▸ **Problem requirements**:
Rewrite the lines of the records that begin at the line containing "Target: concrete step" and end after the line containing "[[[143,236],[141,222],[14,220],[12,235]]]", with "holes" changed to "gaps" and nothing else altered. Give back only those lines.

================================

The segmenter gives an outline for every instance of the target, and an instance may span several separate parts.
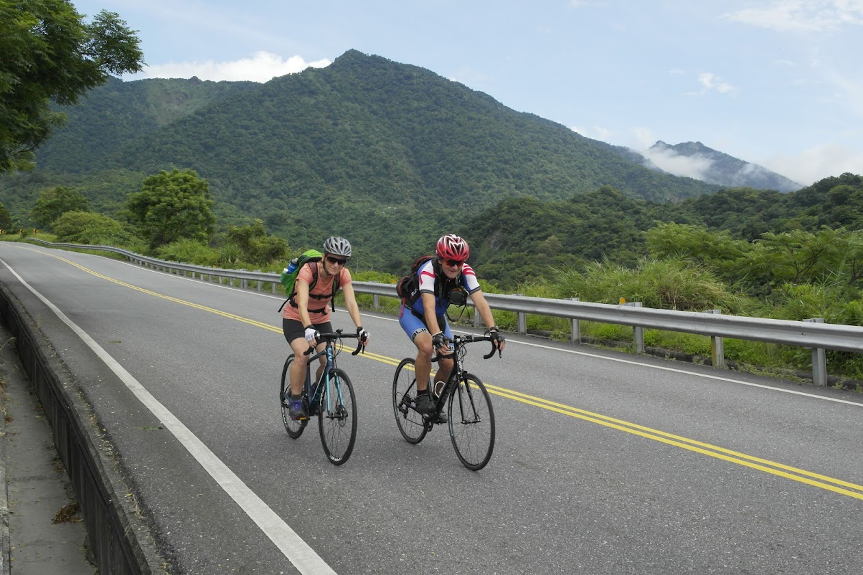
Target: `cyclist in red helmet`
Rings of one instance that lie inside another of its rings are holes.
[[[468,242],[454,234],[448,234],[438,241],[435,255],[417,270],[419,290],[413,298],[406,298],[399,314],[401,328],[417,347],[416,407],[423,414],[434,410],[434,403],[426,392],[432,357],[435,352],[450,353],[452,332],[446,320],[446,309],[450,303],[461,305],[463,302],[457,300],[463,300],[465,293],[469,295],[476,313],[488,328],[487,332],[495,338],[495,348],[502,350],[506,345],[503,334],[494,324],[491,308],[482,296],[476,274],[466,261],[470,255]],[[451,370],[452,359],[441,359],[438,362],[435,384],[445,382]],[[438,417],[442,423],[446,421],[443,412],[438,413]]]

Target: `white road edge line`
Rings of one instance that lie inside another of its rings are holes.
[[[123,262],[123,263],[126,263],[126,264],[128,264],[129,266],[135,266],[135,264],[131,264],[129,262]],[[140,268],[139,266],[135,266],[135,267],[139,267]],[[158,270],[150,270],[149,268],[146,268],[146,267],[145,268],[141,268],[141,269],[145,269],[145,270],[148,270],[148,271],[150,271],[150,272],[154,272],[155,273],[165,273],[164,272],[159,272]],[[194,279],[192,278],[186,278],[185,276],[172,276],[172,277],[173,277],[173,278],[179,278],[180,279],[187,279],[189,281],[196,281],[196,282],[201,281],[199,279]],[[205,284],[208,284],[209,282],[204,282],[204,283]],[[243,293],[257,294],[259,296],[264,296],[265,297],[274,297],[274,298],[279,299],[279,297],[276,296],[276,295],[274,295],[274,294],[267,294],[267,293],[263,293],[263,292],[249,291],[249,290],[240,290],[238,288],[230,287],[230,286],[227,286],[227,285],[221,285],[219,284],[212,284],[212,285],[219,285],[222,288],[235,290],[235,291],[243,291]],[[343,310],[343,309],[337,309],[337,311],[344,311],[344,310]],[[345,311],[345,313],[347,313],[347,312]],[[399,321],[398,318],[383,317],[383,316],[374,315],[374,314],[364,314],[364,313],[361,312],[361,315],[368,316],[368,317],[376,317],[378,319],[382,319],[382,320],[387,320],[387,321],[391,321],[391,322],[398,322]],[[733,378],[723,378],[723,377],[718,376],[718,375],[709,375],[709,374],[707,374],[707,373],[698,373],[696,372],[690,372],[690,371],[687,371],[687,370],[677,369],[677,368],[674,368],[674,367],[665,367],[665,366],[654,366],[652,364],[644,363],[642,361],[635,361],[635,360],[633,360],[633,359],[619,359],[619,358],[610,358],[610,357],[608,357],[607,355],[600,355],[598,353],[588,353],[588,352],[580,352],[580,351],[577,351],[577,350],[575,350],[575,349],[565,349],[564,347],[557,347],[555,346],[546,346],[546,345],[544,345],[544,344],[541,344],[541,343],[532,343],[530,341],[519,341],[518,340],[513,340],[513,339],[507,339],[507,343],[508,343],[508,344],[513,344],[514,343],[514,344],[520,344],[520,345],[523,345],[523,346],[532,346],[533,347],[542,347],[544,349],[551,349],[551,350],[554,350],[554,351],[557,351],[557,352],[563,352],[564,353],[574,353],[576,355],[584,355],[584,356],[590,357],[590,358],[595,358],[597,359],[608,359],[608,361],[617,361],[617,362],[620,362],[620,363],[630,364],[632,366],[643,366],[643,367],[652,367],[653,369],[660,369],[660,370],[665,370],[666,372],[674,372],[675,373],[681,373],[681,374],[683,374],[683,375],[691,375],[691,376],[695,376],[696,378],[705,378],[707,379],[716,379],[716,380],[719,380],[719,381],[726,381],[726,382],[728,382],[728,383],[731,383],[731,384],[739,384],[740,385],[748,385],[749,387],[758,387],[758,388],[760,388],[760,389],[763,389],[763,390],[771,390],[772,391],[779,391],[779,392],[782,392],[782,393],[791,393],[791,395],[803,396],[804,397],[811,397],[813,399],[821,399],[821,400],[823,400],[823,401],[835,402],[836,403],[845,403],[847,405],[854,405],[854,406],[856,406],[856,407],[863,407],[863,403],[858,403],[856,402],[851,402],[851,401],[847,401],[847,400],[845,400],[845,399],[837,399],[835,397],[825,397],[823,396],[816,395],[814,393],[806,393],[805,391],[795,391],[794,390],[784,390],[784,389],[781,389],[781,388],[778,388],[778,387],[772,387],[771,385],[765,385],[763,384],[753,384],[753,383],[750,383],[748,381],[743,381],[741,379],[734,379]]]
[[[275,543],[275,546],[279,547],[279,550],[281,551],[287,560],[297,568],[297,571],[303,575],[337,575],[287,523],[282,521],[281,517],[270,509],[269,505],[265,503],[252,490],[243,483],[240,478],[236,477],[228,466],[224,465],[221,459],[216,457],[210,451],[210,448],[198,439],[182,422],[177,419],[173,413],[150,395],[150,392],[144,389],[138,380],[132,377],[132,374],[127,372],[123,366],[117,363],[108,352],[103,349],[99,344],[96,343],[86,332],[66,317],[57,306],[49,302],[30,286],[29,284],[24,281],[15,270],[9,267],[9,264],[2,259],[0,259],[0,262],[6,266],[6,269],[12,275],[18,278],[18,281],[24,287],[32,291],[36,297],[41,299],[45,305],[48,306],[57,315],[57,317],[69,326],[93,350],[99,359],[123,380],[126,387],[173,434],[174,437],[201,464],[201,466],[210,473],[219,486],[261,528],[264,534]]]

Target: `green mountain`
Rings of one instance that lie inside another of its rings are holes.
[[[116,80],[68,113],[37,155],[41,167],[0,178],[0,201],[20,221],[44,187],[81,187],[91,209],[114,215],[145,176],[192,168],[210,183],[221,226],[260,218],[293,247],[338,234],[356,246],[357,265],[385,271],[443,233],[468,234],[472,216],[507,198],[564,201],[610,186],[658,203],[720,189],[356,50],[262,84]]]

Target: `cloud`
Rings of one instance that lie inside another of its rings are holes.
[[[328,59],[306,62],[301,56],[281,56],[269,52],[255,52],[250,58],[232,62],[171,62],[150,66],[134,78],[192,78],[202,80],[251,80],[268,82],[277,76],[293,74],[306,68],[323,68],[331,64]]]
[[[720,94],[734,94],[737,89],[728,82],[723,82],[722,78],[713,72],[705,72],[698,74],[698,83],[702,89],[698,91],[689,92],[690,96],[703,96],[709,91],[717,91]]]
[[[803,185],[829,176],[860,173],[863,149],[827,144],[796,154],[776,154],[759,161],[761,166]]]
[[[779,32],[826,32],[863,25],[860,0],[774,0],[763,8],[728,12],[725,20]]]
[[[674,150],[658,148],[638,150],[645,158],[660,170],[675,176],[684,176],[703,180],[713,161],[703,156],[681,156]]]

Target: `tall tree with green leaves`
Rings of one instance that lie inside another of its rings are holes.
[[[109,74],[142,69],[140,41],[119,15],[83,18],[67,0],[0,0],[0,172],[33,166],[66,118],[52,101],[77,103]]]
[[[6,206],[0,203],[0,229],[9,229],[12,227],[12,215]]]
[[[42,190],[30,210],[30,217],[41,228],[49,228],[67,211],[87,211],[87,198],[78,188],[58,185]]]
[[[126,206],[151,248],[184,238],[208,242],[216,225],[210,184],[194,170],[162,170],[145,178]]]

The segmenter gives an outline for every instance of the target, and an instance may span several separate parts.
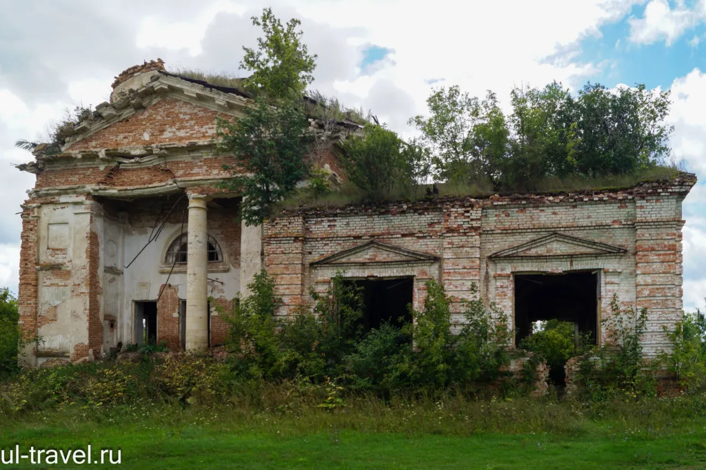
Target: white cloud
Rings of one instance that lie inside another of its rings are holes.
[[[216,16],[222,13],[242,16],[246,7],[229,0],[217,0],[193,18],[171,23],[158,13],[145,17],[137,33],[137,46],[143,49],[160,47],[167,49],[184,49],[191,56],[203,52],[201,40]]]
[[[0,286],[7,287],[15,296],[19,279],[20,245],[0,243]]]
[[[652,44],[664,40],[669,46],[700,19],[696,9],[691,10],[682,4],[672,8],[666,0],[652,0],[645,8],[642,18],[629,20],[630,40],[639,44]]]
[[[609,57],[580,61],[579,42],[600,37],[602,25],[621,20],[643,3],[585,0],[568,6],[564,0],[438,0],[430,7],[405,0],[359,0],[354,4],[273,0],[270,4],[283,20],[301,20],[304,42],[319,55],[313,88],[336,94],[347,106],[371,109],[406,133],[407,119],[426,111],[433,87],[458,84],[476,95],[492,89],[507,104],[515,85],[542,86],[558,80],[575,86],[614,66]],[[665,0],[652,0],[641,18],[630,20],[630,40],[671,44],[694,24],[694,15],[706,17],[700,13],[704,4],[690,17],[681,4],[673,8]],[[263,6],[256,0],[51,0],[42,5],[30,8],[18,2],[0,17],[0,164],[6,170],[0,171],[6,196],[0,212],[4,221],[0,286],[11,287],[16,285],[15,242],[20,228],[15,213],[24,191],[33,184],[32,175],[8,166],[31,158],[14,148],[14,141],[33,138],[75,102],[95,105],[104,100],[113,76],[143,60],[161,57],[168,67],[239,73],[241,46],[255,45],[259,35],[249,17]],[[20,28],[26,24],[33,28]],[[362,75],[362,50],[370,44],[394,52]],[[441,80],[430,85],[432,78]],[[706,77],[694,70],[676,80],[671,89],[675,155],[690,169],[706,175]],[[706,226],[691,217],[698,213],[700,203],[706,203],[700,184],[684,205],[688,214],[685,301],[694,306],[706,295],[706,264],[694,263],[705,256],[702,246],[706,246]]]

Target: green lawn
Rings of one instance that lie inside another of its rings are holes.
[[[369,417],[314,414],[262,413],[253,418],[215,408],[200,413],[174,409],[37,413],[0,423],[0,447],[66,450],[90,443],[94,455],[98,447],[121,450],[121,465],[113,468],[160,470],[706,468],[703,418],[659,430],[631,428],[624,420],[606,418],[583,421],[570,432],[514,434],[469,433],[472,428],[453,425],[419,433],[414,423],[391,432],[381,430],[385,424]],[[83,466],[0,464],[0,469]]]

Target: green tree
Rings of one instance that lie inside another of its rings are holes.
[[[264,270],[248,284],[251,295],[236,301],[232,311],[223,312],[229,327],[227,345],[237,354],[237,363],[254,378],[276,376],[282,353],[275,327],[275,312],[281,299],[275,295],[275,281]]]
[[[0,376],[17,370],[21,341],[17,299],[7,288],[0,290]]]
[[[309,121],[293,103],[277,107],[258,98],[245,116],[217,119],[219,150],[235,157],[227,183],[244,196],[241,217],[249,225],[261,224],[273,206],[290,195],[309,173],[313,135]]]
[[[421,131],[438,181],[493,180],[505,158],[509,132],[497,97],[481,101],[457,85],[436,90],[426,100],[429,116],[409,120]]]
[[[494,93],[481,101],[452,86],[435,90],[429,116],[409,123],[431,152],[437,181],[535,191],[547,177],[628,174],[664,164],[670,104],[669,92],[643,85],[589,83],[573,95],[553,82],[513,89],[506,116]]]
[[[674,130],[664,122],[671,104],[669,91],[652,92],[644,85],[610,90],[587,84],[574,102],[575,172],[623,174],[664,164]]]
[[[413,195],[429,172],[425,149],[382,126],[368,126],[362,135],[342,143],[341,150],[348,180],[373,199],[387,198],[395,190]]]
[[[556,82],[542,90],[516,88],[510,103],[513,138],[501,185],[532,191],[544,176],[567,174],[567,135],[574,119],[568,90]]]
[[[316,54],[310,55],[301,42],[301,22],[292,18],[286,28],[271,8],[252,17],[253,25],[262,28],[264,37],[258,38],[258,48],[243,47],[242,68],[252,71],[246,87],[256,95],[275,101],[299,100],[311,82],[316,67]]]

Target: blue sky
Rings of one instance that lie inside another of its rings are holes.
[[[370,109],[408,136],[433,88],[472,95],[554,80],[576,90],[644,83],[673,92],[674,156],[702,182],[685,201],[684,303],[706,296],[706,0],[33,0],[0,16],[0,286],[16,291],[21,220],[34,176],[13,146],[78,102],[106,100],[114,77],[160,57],[167,68],[241,75],[241,46],[264,6],[301,20],[318,55],[312,88]],[[26,25],[32,25],[26,28]]]

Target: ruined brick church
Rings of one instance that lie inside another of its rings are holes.
[[[251,102],[238,88],[145,63],[121,73],[92,116],[59,129],[59,148],[40,145],[18,166],[36,175],[22,206],[20,321],[41,338],[28,365],[90,360],[119,342],[222,344],[217,307],[246,295],[263,268],[282,315],[343,272],[363,287],[371,327],[421,307],[429,279],[456,312],[472,296],[495,302],[515,342],[551,318],[600,342],[614,294],[648,309],[648,353],[681,318],[681,204],[693,175],[614,191],[302,207],[248,227],[236,222],[241,195],[218,186],[232,159],[216,152],[215,118]]]

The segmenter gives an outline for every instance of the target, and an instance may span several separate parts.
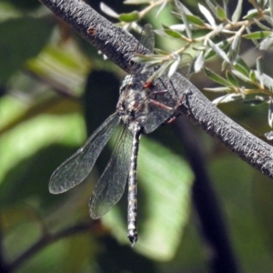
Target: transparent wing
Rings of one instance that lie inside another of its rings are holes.
[[[51,176],[49,191],[53,194],[65,192],[80,184],[91,172],[102,149],[119,124],[119,116],[110,116],[88,138],[86,143],[66,160]]]
[[[184,53],[181,56],[181,61],[177,68],[177,72],[187,78],[189,78],[191,73],[191,66],[193,57],[187,53]]]
[[[90,198],[90,216],[93,219],[107,213],[123,196],[129,172],[132,143],[132,133],[125,128]]]
[[[192,62],[192,56],[187,53],[184,53],[181,56],[177,73],[187,78],[189,78]],[[159,105],[157,106],[149,103],[149,111],[147,122],[144,126],[144,129],[147,134],[157,129],[176,112],[177,104],[179,104],[179,100],[183,96],[184,91],[187,88],[185,83],[184,88],[178,90],[175,89],[172,82],[174,77],[175,76],[169,79],[168,84],[163,85],[165,86],[164,89],[167,90],[167,92],[162,92],[161,94],[155,96],[154,100],[158,102]],[[158,80],[161,81],[160,79]],[[163,82],[161,81],[161,83]]]
[[[144,25],[139,43],[148,49],[150,53],[153,53],[155,46],[155,34],[153,26],[150,24]]]

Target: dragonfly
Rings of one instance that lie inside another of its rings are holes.
[[[151,25],[144,26],[139,42],[148,52],[153,52],[155,37]],[[137,48],[136,53],[138,53]],[[189,76],[191,63],[190,55],[182,55],[178,71],[185,77]],[[183,92],[155,89],[154,84],[147,82],[155,68],[143,73],[143,67],[135,63],[132,72],[121,84],[116,112],[105,120],[80,149],[56,168],[49,181],[49,191],[60,194],[82,183],[115,129],[123,123],[112,156],[94,187],[89,208],[93,219],[103,217],[122,197],[127,182],[127,237],[134,246],[137,240],[136,165],[140,136],[153,132],[174,116]]]

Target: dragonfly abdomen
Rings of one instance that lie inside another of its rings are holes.
[[[137,210],[137,183],[136,183],[136,167],[137,154],[139,147],[139,139],[141,136],[141,126],[137,123],[133,123],[130,126],[133,133],[133,144],[130,158],[130,169],[128,176],[128,234],[127,237],[132,246],[137,240],[136,230],[136,210]]]

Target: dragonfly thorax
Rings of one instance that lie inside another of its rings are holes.
[[[126,76],[120,88],[116,111],[125,124],[136,122],[144,126],[148,113],[149,90],[135,88],[136,83],[135,76]]]

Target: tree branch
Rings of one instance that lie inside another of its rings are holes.
[[[56,232],[56,234],[45,234],[38,241],[36,241],[33,246],[26,249],[26,251],[25,251],[21,256],[19,256],[14,262],[12,262],[7,268],[8,270],[6,270],[6,272],[15,271],[25,261],[26,261],[32,256],[35,255],[37,252],[45,248],[46,246],[66,237],[71,237],[74,235],[78,235],[82,232],[94,230],[94,228],[96,228],[96,221],[89,220],[87,222],[83,222],[80,224],[76,224],[73,227],[65,228],[59,232]]]
[[[57,16],[66,21],[83,37],[130,73],[130,59],[139,43],[127,32],[115,26],[81,0],[40,0]],[[145,54],[143,46],[139,49]],[[157,90],[167,86],[167,79],[157,83]],[[172,78],[173,90],[187,91],[180,111],[207,133],[220,141],[243,160],[273,178],[273,148],[233,122],[218,110],[184,76]],[[171,91],[173,92],[173,91]],[[179,91],[178,91],[179,93]]]

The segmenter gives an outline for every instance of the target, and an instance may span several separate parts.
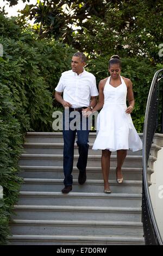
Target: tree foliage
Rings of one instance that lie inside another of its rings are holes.
[[[54,88],[69,69],[73,51],[54,39],[37,40],[30,29],[0,14],[0,245],[9,234],[9,222],[21,179],[18,161],[27,131],[52,131]]]

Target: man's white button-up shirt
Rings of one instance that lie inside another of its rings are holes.
[[[64,100],[73,108],[87,107],[91,96],[98,95],[95,76],[85,70],[78,75],[72,70],[62,73],[55,90],[63,92]]]

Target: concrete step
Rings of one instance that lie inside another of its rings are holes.
[[[76,166],[78,159],[78,155],[74,156],[74,166]],[[21,155],[19,161],[19,164],[26,166],[62,166],[62,155],[47,155],[47,154],[26,154]],[[101,167],[101,155],[89,155],[87,159],[87,167]],[[116,167],[116,156],[111,156],[111,167]],[[150,162],[156,160],[156,157],[149,157]],[[127,156],[123,164],[123,167],[141,168],[142,166],[142,159],[141,156]],[[149,167],[150,166],[149,163]]]
[[[16,220],[141,222],[141,208],[15,205]]]
[[[145,245],[143,237],[119,236],[55,236],[14,235],[10,238],[13,245]],[[84,250],[81,253],[86,252]],[[104,251],[103,251],[104,252]],[[77,251],[77,253],[78,251]],[[90,251],[91,252],[91,251]],[[95,253],[96,252],[95,251]]]
[[[40,179],[64,179],[64,170],[61,166],[20,166],[21,171],[19,176],[27,178]],[[122,172],[124,180],[142,180],[142,168],[123,168]],[[103,179],[101,167],[91,167],[86,168],[87,177],[89,179]],[[148,175],[153,173],[153,170],[148,169]],[[79,170],[74,167],[72,173],[74,179],[78,179]],[[115,168],[111,167],[109,172],[109,179],[115,179]]]
[[[139,133],[142,140],[142,133]],[[93,143],[96,137],[96,132],[90,132],[89,143]],[[77,136],[76,136],[77,138]],[[64,142],[62,132],[27,132],[26,142],[62,143]]]
[[[89,155],[101,154],[101,150],[93,150],[92,148],[93,143],[89,143]],[[63,154],[64,143],[25,143],[23,145],[24,154]],[[76,143],[74,144],[75,155],[78,154],[78,147]],[[116,155],[116,151],[112,152],[112,155]],[[127,155],[141,156],[142,150],[133,152],[127,150]]]
[[[143,236],[141,222],[14,220],[12,235]]]
[[[24,179],[24,182],[21,186],[22,191],[60,192],[64,187],[63,180],[59,179]],[[114,193],[142,192],[141,181],[124,180],[119,184],[116,180],[110,180],[109,183]],[[84,185],[80,185],[78,180],[73,180],[73,192],[102,193],[103,190],[103,180],[87,180]]]
[[[18,204],[141,207],[141,194],[20,191]]]

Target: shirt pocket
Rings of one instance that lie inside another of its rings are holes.
[[[90,97],[90,91],[89,84],[81,84],[79,87],[79,96],[83,99],[87,99]]]

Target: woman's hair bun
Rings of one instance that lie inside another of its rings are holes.
[[[111,57],[110,58],[110,59],[120,59],[120,56],[118,56],[118,55],[113,55],[112,56],[111,56]]]

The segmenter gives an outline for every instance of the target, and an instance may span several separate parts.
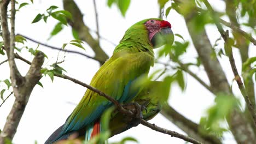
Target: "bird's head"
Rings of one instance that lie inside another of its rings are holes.
[[[174,41],[171,23],[159,19],[149,19],[144,23],[148,31],[148,38],[154,48],[165,44],[172,45]]]
[[[151,18],[139,21],[131,26],[125,32],[120,44],[115,47],[117,52],[124,47],[131,47],[139,44],[142,51],[145,50],[153,53],[152,48],[165,44],[171,45],[174,35],[170,22],[160,19]]]

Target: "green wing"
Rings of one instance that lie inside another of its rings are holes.
[[[129,101],[139,91],[132,88],[133,82],[148,73],[153,59],[152,56],[144,52],[131,53],[125,50],[115,53],[95,74],[91,85],[119,103]],[[87,90],[67,118],[61,133],[63,135],[87,126],[98,119],[104,110],[111,105],[105,98]]]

================================

▸ **Final result**:
Target: concrete step
Rings of one instance that lie inside another of its rings are gaps.
[[[76,166],[78,159],[78,155],[74,156],[74,166]],[[21,155],[19,161],[19,164],[26,166],[62,166],[62,155],[47,155],[47,154],[26,154]],[[101,167],[101,155],[89,155],[87,159],[87,167]],[[116,167],[116,156],[111,156],[111,167]],[[150,162],[156,160],[156,157],[149,157]],[[127,156],[123,164],[123,167],[141,168],[142,166],[142,159],[141,156]],[[149,167],[150,166],[149,163]]]
[[[16,220],[141,222],[141,208],[15,205]]]
[[[145,245],[143,237],[119,236],[55,236],[14,235],[10,238],[13,245]],[[84,250],[81,253],[86,252]],[[104,251],[103,251],[104,252]],[[77,251],[77,253],[78,251]],[[90,251],[91,252],[91,251]],[[95,253],[96,252],[95,251]]]
[[[40,179],[64,179],[64,170],[61,166],[20,166],[21,171],[19,176],[27,178]],[[122,172],[124,180],[142,180],[142,168],[123,168]],[[103,179],[101,167],[91,167],[86,168],[87,177],[89,179]],[[148,175],[153,173],[153,170],[148,169]],[[79,170],[74,167],[72,173],[74,179],[78,179]],[[115,168],[111,167],[109,172],[109,179],[115,179]]]
[[[139,133],[142,140],[142,133]],[[93,143],[96,137],[96,132],[90,132],[89,143]],[[77,136],[76,136],[77,138]],[[64,142],[62,132],[27,132],[26,142],[62,143]]]
[[[89,155],[101,154],[101,150],[93,150],[92,148],[93,143],[89,143]],[[63,154],[64,143],[25,143],[23,145],[24,154]],[[76,143],[74,144],[75,155],[78,154],[78,147]],[[116,155],[116,151],[112,152],[112,155]],[[127,155],[141,156],[142,150],[133,152],[127,150]]]
[[[143,236],[141,222],[14,220],[12,235]]]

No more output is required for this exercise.